Coordinate annotation records
■ ■ ■ ■ ■
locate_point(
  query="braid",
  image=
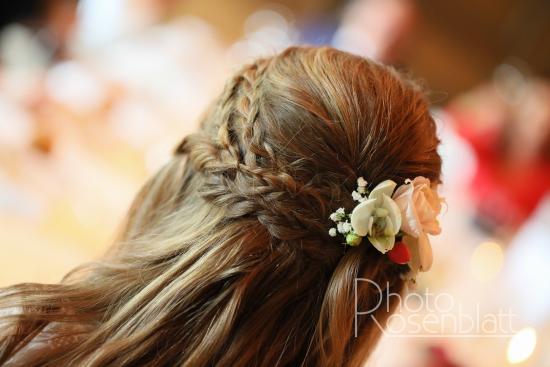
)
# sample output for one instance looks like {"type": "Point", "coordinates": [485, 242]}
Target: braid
{"type": "Point", "coordinates": [241, 170]}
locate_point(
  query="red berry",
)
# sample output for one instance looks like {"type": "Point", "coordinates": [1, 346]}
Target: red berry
{"type": "Point", "coordinates": [400, 253]}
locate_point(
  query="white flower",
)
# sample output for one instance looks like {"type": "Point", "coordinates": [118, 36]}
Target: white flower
{"type": "Point", "coordinates": [378, 217]}
{"type": "Point", "coordinates": [419, 205]}
{"type": "Point", "coordinates": [338, 215]}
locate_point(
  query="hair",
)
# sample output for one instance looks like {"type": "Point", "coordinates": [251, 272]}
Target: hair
{"type": "Point", "coordinates": [224, 258]}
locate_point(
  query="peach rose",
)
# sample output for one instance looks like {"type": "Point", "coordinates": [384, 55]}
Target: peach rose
{"type": "Point", "coordinates": [419, 205]}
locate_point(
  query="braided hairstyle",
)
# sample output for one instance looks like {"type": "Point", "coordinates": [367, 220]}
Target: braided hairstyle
■ ■ ■ ■ ■
Directions for this task:
Please reproduce all of the entries above word for word, leaving the pictures out.

Task response:
locate_point(
  query="braid",
  image=
)
# sample output for one instance looks like {"type": "Point", "coordinates": [485, 242]}
Target: braid
{"type": "Point", "coordinates": [241, 170]}
locate_point(
  query="red berry",
)
# sample output for one instance looks like {"type": "Point", "coordinates": [1, 346]}
Target: red berry
{"type": "Point", "coordinates": [400, 253]}
locate_point(
  query="white flower",
)
# sample output for one instance looks like {"type": "Point", "coordinates": [118, 36]}
Target: white flower
{"type": "Point", "coordinates": [378, 217]}
{"type": "Point", "coordinates": [419, 205]}
{"type": "Point", "coordinates": [338, 215]}
locate_point(
  query="hair",
)
# sample output for one instance looks like {"type": "Point", "coordinates": [251, 272]}
Target: hair
{"type": "Point", "coordinates": [224, 258]}
locate_point(
  query="peach rose",
)
# sample output for one instance looks like {"type": "Point", "coordinates": [384, 55]}
Target: peach rose
{"type": "Point", "coordinates": [419, 205]}
locate_point(
  query="braided hairstyle",
)
# sample output for one instance looks like {"type": "Point", "coordinates": [367, 220]}
Target: braided hairstyle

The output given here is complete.